> _INSTRUCTIONS FOR THE TASK_: Could you reproduce, exactly as written, every line from the one containing "Target: rough bark surface" through the last line of the records, and nothing else?
===== MATERIAL SHOWN
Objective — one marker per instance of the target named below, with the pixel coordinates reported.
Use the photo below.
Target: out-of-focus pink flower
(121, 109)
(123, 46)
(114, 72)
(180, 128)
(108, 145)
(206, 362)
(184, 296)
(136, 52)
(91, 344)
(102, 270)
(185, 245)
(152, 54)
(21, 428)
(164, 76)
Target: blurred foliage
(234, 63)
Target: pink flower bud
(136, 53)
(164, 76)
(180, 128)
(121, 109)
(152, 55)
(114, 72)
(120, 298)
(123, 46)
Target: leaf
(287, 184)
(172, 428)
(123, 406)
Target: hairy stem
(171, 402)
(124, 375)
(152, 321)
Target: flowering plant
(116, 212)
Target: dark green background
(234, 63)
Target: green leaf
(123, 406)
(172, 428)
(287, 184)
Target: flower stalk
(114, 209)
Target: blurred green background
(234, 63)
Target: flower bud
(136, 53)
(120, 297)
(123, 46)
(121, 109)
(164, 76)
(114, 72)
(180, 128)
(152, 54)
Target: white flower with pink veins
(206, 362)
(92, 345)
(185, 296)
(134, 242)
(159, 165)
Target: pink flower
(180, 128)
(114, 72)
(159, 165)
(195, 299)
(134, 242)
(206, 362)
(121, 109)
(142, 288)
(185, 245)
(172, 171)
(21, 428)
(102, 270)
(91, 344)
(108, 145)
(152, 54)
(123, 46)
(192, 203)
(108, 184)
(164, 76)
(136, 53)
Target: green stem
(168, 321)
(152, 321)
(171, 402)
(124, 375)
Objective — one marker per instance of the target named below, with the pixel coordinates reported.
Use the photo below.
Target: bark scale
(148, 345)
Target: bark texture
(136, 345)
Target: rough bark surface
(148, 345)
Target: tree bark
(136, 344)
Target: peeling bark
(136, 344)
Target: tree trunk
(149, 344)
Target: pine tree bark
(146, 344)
==========
> _WRITTEN ANSWER_:
Target: rough bark surface
(148, 345)
Target: tree bark
(136, 344)
Target: peeling bark
(136, 344)
Target: tree trunk
(149, 344)
Target: pine tree bark
(146, 344)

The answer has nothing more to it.